Exercise instructions: Continue the article on the appeals court ruling over New York City's crisis pregnancy center disclosure law, picking up after its last sentence.
*** Page text Section Begins ***
Appeals Court Partially Reinstates NYC Crisis Pregnancy Center Disclosure Law

January 22, 2014 — A federal appeals court on Friday reversed part of a ruling that barred New York City from enforcing a law that requires crisis pregnancy centers to disclose more information about their services, the AP/Wall Street Journal reports (AP/Wall Street Journal, 1/17).


The law requires CPCs to disclose whether they offer abortion services, emergency contraception and prenatal care or refer for such services. Under the law, the information must be posted in English and Spanish in the centers and in advertisements. The law also requires CPCs to disclose whether they have a licensed medical provider on site.

After two CPCs challenged the law, Manhattan Federal Judge William Pauley in July 2011 temporarily blocked it from taking effect, saying it is "offensive to free speech principles." He wrote that the city's definition of commercial speech was too broad. He also said that because the law "relates to the provision of emergency contraception and abortion -- among the most controversial issues in our public discourse -- the risk of discriminatory enforcement is high" (Women's Health Policy Report, 7/14/11).
*** Page text Section Ends ***
*** Supplied records Section Begins ***
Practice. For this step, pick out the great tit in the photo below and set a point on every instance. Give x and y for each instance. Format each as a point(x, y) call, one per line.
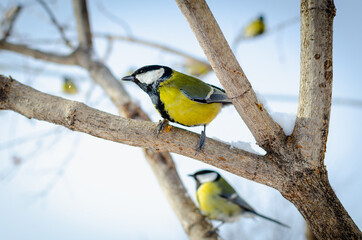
point(219, 201)
point(69, 86)
point(255, 28)
point(179, 97)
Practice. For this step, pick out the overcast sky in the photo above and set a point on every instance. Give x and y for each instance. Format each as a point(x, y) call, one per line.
point(73, 186)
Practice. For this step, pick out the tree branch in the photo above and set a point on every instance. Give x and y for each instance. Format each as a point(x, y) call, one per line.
*** Supplied records Section Ends ***
Reply to the task:
Appeals Court Ruling

In a 2-1 decision, a three-judge panel of the 2nd U.S. Circuit Court of Appeals said the lower-court judge went too far in rejecting the law as a whole and restored the requirement that CPCs disclose whether a licensed medical provider is working at the facility.

They noted that without such abilities, the city would be deprived "of its ability to protect the health of its citizens and combat consumer deception in even the most minimal way."

In the majority opinion, Judge Rosemary Pooler wrote that the city has a compelling interest in ensuring consumers understand what services the centers offer. She noted that officials passed the law only after hearing testimony about CPCs using misleading practices, poor patient experiences and potential delays in access to reproductive care.

She also noted that testimony showed that CPCs are often located near Planned Parenthood facilities and have misleading names and signs.

Other Provisions Likely Unconstitutional, Judges Say

The judges said other components of the law -- such as a requirement that CPCs disclose whether they would refer women for abortions, emergency contraception or prenatal care -- likely are unconstitutional (AP/Wall Street Journal, 1/17).

They also declined to reinstate another aspect of the law requiring CPCs to post signs stating that "the New York City Department of Health and Mental Hygiene encourages women who are or who may be pregnant to consult with a licensed [provider]."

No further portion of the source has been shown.